Set task - Rewrite the data below as a numbered list, running from the line containing "Q: What region does the stone" through the end of the data. Omit blank lines and leave out the pictures.

------------------------------

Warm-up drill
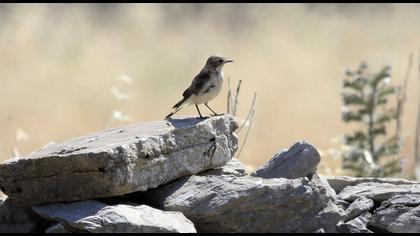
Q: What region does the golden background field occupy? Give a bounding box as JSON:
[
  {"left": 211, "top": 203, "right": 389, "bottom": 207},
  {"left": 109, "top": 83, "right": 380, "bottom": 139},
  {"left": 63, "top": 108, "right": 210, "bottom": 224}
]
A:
[{"left": 0, "top": 4, "right": 420, "bottom": 179}]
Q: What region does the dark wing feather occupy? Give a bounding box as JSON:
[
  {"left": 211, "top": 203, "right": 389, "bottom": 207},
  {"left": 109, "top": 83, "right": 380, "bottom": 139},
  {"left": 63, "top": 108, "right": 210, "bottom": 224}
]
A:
[{"left": 182, "top": 72, "right": 210, "bottom": 99}]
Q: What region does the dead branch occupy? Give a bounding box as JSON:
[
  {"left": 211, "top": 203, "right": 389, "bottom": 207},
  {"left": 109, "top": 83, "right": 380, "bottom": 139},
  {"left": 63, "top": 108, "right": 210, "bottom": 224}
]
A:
[{"left": 236, "top": 93, "right": 257, "bottom": 159}]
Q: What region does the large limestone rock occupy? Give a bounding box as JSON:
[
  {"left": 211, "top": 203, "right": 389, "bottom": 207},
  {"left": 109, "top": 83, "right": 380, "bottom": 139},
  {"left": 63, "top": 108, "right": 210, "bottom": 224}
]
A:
[
  {"left": 0, "top": 196, "right": 41, "bottom": 233},
  {"left": 251, "top": 141, "right": 321, "bottom": 179},
  {"left": 32, "top": 200, "right": 196, "bottom": 233},
  {"left": 337, "top": 212, "right": 373, "bottom": 233},
  {"left": 327, "top": 176, "right": 420, "bottom": 193},
  {"left": 200, "top": 158, "right": 248, "bottom": 177},
  {"left": 343, "top": 197, "right": 374, "bottom": 222},
  {"left": 338, "top": 182, "right": 420, "bottom": 203},
  {"left": 368, "top": 194, "right": 420, "bottom": 233},
  {"left": 135, "top": 175, "right": 335, "bottom": 232},
  {"left": 0, "top": 115, "right": 238, "bottom": 206}
]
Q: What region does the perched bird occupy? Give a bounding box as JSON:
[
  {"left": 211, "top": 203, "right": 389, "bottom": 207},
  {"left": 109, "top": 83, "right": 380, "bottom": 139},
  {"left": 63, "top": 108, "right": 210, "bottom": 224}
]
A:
[{"left": 165, "top": 56, "right": 233, "bottom": 119}]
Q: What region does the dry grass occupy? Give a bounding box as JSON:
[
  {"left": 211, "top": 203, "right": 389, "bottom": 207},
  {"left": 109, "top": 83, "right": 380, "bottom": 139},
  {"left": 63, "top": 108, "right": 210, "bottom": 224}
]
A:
[{"left": 0, "top": 4, "right": 420, "bottom": 178}]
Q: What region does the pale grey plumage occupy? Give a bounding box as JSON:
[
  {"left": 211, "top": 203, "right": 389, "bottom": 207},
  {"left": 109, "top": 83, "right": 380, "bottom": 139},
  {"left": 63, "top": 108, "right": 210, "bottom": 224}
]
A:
[{"left": 165, "top": 56, "right": 233, "bottom": 119}]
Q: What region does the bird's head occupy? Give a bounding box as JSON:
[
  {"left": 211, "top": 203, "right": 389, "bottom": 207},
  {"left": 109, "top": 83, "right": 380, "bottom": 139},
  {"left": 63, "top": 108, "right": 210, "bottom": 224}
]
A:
[{"left": 206, "top": 56, "right": 233, "bottom": 69}]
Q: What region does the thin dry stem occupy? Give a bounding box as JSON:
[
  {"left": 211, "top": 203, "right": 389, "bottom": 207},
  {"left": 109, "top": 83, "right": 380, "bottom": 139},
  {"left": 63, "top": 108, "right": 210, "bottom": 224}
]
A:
[{"left": 236, "top": 93, "right": 257, "bottom": 159}]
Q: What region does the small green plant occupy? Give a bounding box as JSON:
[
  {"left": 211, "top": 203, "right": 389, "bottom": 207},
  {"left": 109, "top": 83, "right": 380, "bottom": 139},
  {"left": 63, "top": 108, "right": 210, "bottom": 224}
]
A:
[{"left": 342, "top": 62, "right": 401, "bottom": 177}]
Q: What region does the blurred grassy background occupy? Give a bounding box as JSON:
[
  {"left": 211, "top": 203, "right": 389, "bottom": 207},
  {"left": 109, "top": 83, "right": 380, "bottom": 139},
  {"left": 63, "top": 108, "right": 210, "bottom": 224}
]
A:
[{"left": 0, "top": 4, "right": 420, "bottom": 179}]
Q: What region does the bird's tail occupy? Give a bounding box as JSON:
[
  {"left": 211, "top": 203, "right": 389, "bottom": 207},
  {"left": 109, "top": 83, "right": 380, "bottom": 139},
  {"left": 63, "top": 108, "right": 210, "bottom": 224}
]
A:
[{"left": 165, "top": 97, "right": 187, "bottom": 119}]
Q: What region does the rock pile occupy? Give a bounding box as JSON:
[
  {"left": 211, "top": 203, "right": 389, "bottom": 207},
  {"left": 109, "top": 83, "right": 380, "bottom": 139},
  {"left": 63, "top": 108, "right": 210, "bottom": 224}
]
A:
[{"left": 0, "top": 115, "right": 420, "bottom": 233}]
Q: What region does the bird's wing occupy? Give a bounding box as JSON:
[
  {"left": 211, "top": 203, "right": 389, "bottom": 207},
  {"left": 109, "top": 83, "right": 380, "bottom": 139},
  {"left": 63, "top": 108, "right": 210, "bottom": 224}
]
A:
[{"left": 182, "top": 72, "right": 210, "bottom": 98}]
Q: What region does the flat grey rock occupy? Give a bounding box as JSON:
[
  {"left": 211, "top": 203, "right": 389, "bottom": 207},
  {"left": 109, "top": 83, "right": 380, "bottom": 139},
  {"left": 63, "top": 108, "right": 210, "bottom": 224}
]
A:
[
  {"left": 387, "top": 193, "right": 420, "bottom": 206},
  {"left": 311, "top": 173, "right": 340, "bottom": 201},
  {"left": 0, "top": 196, "right": 41, "bottom": 233},
  {"left": 251, "top": 141, "right": 321, "bottom": 179},
  {"left": 200, "top": 158, "right": 248, "bottom": 177},
  {"left": 339, "top": 182, "right": 420, "bottom": 202},
  {"left": 368, "top": 201, "right": 420, "bottom": 233},
  {"left": 0, "top": 115, "right": 238, "bottom": 206},
  {"left": 337, "top": 212, "right": 373, "bottom": 233},
  {"left": 138, "top": 175, "right": 342, "bottom": 233},
  {"left": 32, "top": 200, "right": 196, "bottom": 233},
  {"left": 326, "top": 176, "right": 420, "bottom": 194},
  {"left": 45, "top": 223, "right": 73, "bottom": 234},
  {"left": 343, "top": 197, "right": 375, "bottom": 222}
]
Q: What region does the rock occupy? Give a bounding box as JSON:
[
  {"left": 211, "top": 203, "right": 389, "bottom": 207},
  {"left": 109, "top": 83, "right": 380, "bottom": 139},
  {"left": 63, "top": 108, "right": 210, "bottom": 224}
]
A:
[
  {"left": 387, "top": 193, "right": 420, "bottom": 206},
  {"left": 251, "top": 141, "right": 321, "bottom": 179},
  {"left": 0, "top": 196, "right": 41, "bottom": 233},
  {"left": 317, "top": 200, "right": 344, "bottom": 233},
  {"left": 200, "top": 158, "right": 248, "bottom": 177},
  {"left": 311, "top": 173, "right": 340, "bottom": 201},
  {"left": 368, "top": 201, "right": 420, "bottom": 233},
  {"left": 137, "top": 175, "right": 338, "bottom": 233},
  {"left": 339, "top": 182, "right": 420, "bottom": 202},
  {"left": 45, "top": 223, "right": 73, "bottom": 234},
  {"left": 327, "top": 176, "right": 420, "bottom": 194},
  {"left": 337, "top": 212, "right": 373, "bottom": 233},
  {"left": 32, "top": 200, "right": 196, "bottom": 233},
  {"left": 343, "top": 197, "right": 374, "bottom": 222},
  {"left": 0, "top": 115, "right": 238, "bottom": 206}
]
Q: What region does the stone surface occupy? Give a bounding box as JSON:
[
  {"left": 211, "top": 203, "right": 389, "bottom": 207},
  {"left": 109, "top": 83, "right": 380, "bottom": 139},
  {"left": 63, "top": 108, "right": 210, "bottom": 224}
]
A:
[
  {"left": 45, "top": 223, "right": 73, "bottom": 234},
  {"left": 0, "top": 195, "right": 41, "bottom": 233},
  {"left": 337, "top": 212, "right": 373, "bottom": 233},
  {"left": 326, "top": 176, "right": 420, "bottom": 194},
  {"left": 368, "top": 201, "right": 420, "bottom": 233},
  {"left": 0, "top": 115, "right": 238, "bottom": 206},
  {"left": 200, "top": 158, "right": 248, "bottom": 177},
  {"left": 137, "top": 175, "right": 338, "bottom": 232},
  {"left": 343, "top": 197, "right": 375, "bottom": 222},
  {"left": 251, "top": 141, "right": 321, "bottom": 179},
  {"left": 387, "top": 194, "right": 420, "bottom": 206},
  {"left": 317, "top": 200, "right": 344, "bottom": 233},
  {"left": 311, "top": 173, "right": 340, "bottom": 201},
  {"left": 339, "top": 182, "right": 420, "bottom": 202},
  {"left": 32, "top": 200, "right": 196, "bottom": 233}
]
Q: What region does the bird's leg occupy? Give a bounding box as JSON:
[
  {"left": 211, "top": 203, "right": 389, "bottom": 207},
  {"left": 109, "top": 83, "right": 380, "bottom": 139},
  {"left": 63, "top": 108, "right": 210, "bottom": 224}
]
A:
[
  {"left": 204, "top": 103, "right": 219, "bottom": 116},
  {"left": 195, "top": 105, "right": 204, "bottom": 119},
  {"left": 165, "top": 107, "right": 182, "bottom": 119}
]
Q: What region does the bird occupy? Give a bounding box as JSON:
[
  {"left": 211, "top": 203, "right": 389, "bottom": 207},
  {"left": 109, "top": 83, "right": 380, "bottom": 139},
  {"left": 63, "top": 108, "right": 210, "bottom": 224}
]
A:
[{"left": 165, "top": 56, "right": 233, "bottom": 119}]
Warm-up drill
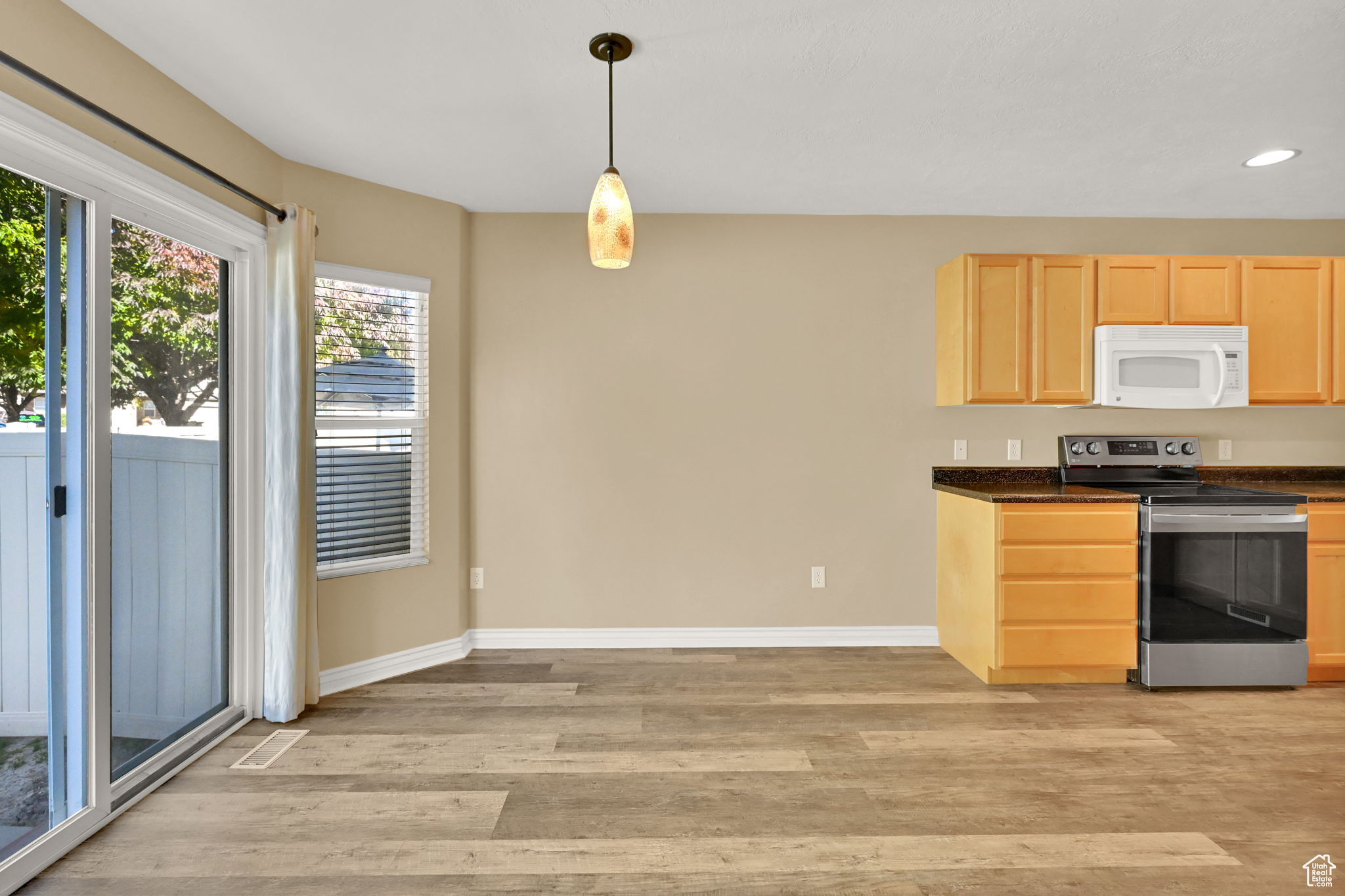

------------------------------

Correct answer -
1. Q: What region does the stone surface occupy? Give a bounding box as JSON:
2. [
3.   {"left": 211, "top": 203, "right": 389, "bottom": 207},
4.   {"left": 109, "top": 83, "right": 380, "bottom": 139},
5.   {"left": 63, "top": 108, "right": 210, "bottom": 224}
6. ]
7. A:
8. [
9.   {"left": 45, "top": 223, "right": 73, "bottom": 234},
10.   {"left": 0, "top": 195, "right": 41, "bottom": 233},
11.   {"left": 337, "top": 212, "right": 373, "bottom": 233},
12.   {"left": 326, "top": 176, "right": 420, "bottom": 194},
13.   {"left": 368, "top": 201, "right": 420, "bottom": 233},
14.   {"left": 0, "top": 115, "right": 238, "bottom": 206},
15.   {"left": 200, "top": 158, "right": 248, "bottom": 177},
16.   {"left": 137, "top": 175, "right": 338, "bottom": 232},
17.   {"left": 343, "top": 197, "right": 375, "bottom": 222},
18.   {"left": 251, "top": 141, "right": 321, "bottom": 179},
19.   {"left": 387, "top": 194, "right": 420, "bottom": 206},
20.   {"left": 317, "top": 200, "right": 344, "bottom": 233},
21.   {"left": 311, "top": 173, "right": 340, "bottom": 201},
22.   {"left": 339, "top": 182, "right": 420, "bottom": 202},
23.   {"left": 32, "top": 200, "right": 196, "bottom": 233}
24. ]
25. Q: What region does the bird's leg occupy? Give a bounding box as JSON:
26. [
27.   {"left": 211, "top": 203, "right": 389, "bottom": 207},
28.   {"left": 109, "top": 83, "right": 380, "bottom": 139},
29.   {"left": 63, "top": 108, "right": 210, "bottom": 224}
30. ]
31. A:
32. [
33.   {"left": 204, "top": 103, "right": 219, "bottom": 116},
34.   {"left": 195, "top": 105, "right": 204, "bottom": 119},
35.   {"left": 165, "top": 107, "right": 182, "bottom": 119}
36. ]
37. Q: What region does the bird occupy? Give a bounding box as JSON:
38. [
39.   {"left": 211, "top": 203, "right": 389, "bottom": 207},
40.   {"left": 109, "top": 83, "right": 380, "bottom": 139},
41.   {"left": 63, "top": 108, "right": 210, "bottom": 224}
42. ]
43. A:
44. [{"left": 165, "top": 56, "right": 233, "bottom": 119}]
45. Warm-up drill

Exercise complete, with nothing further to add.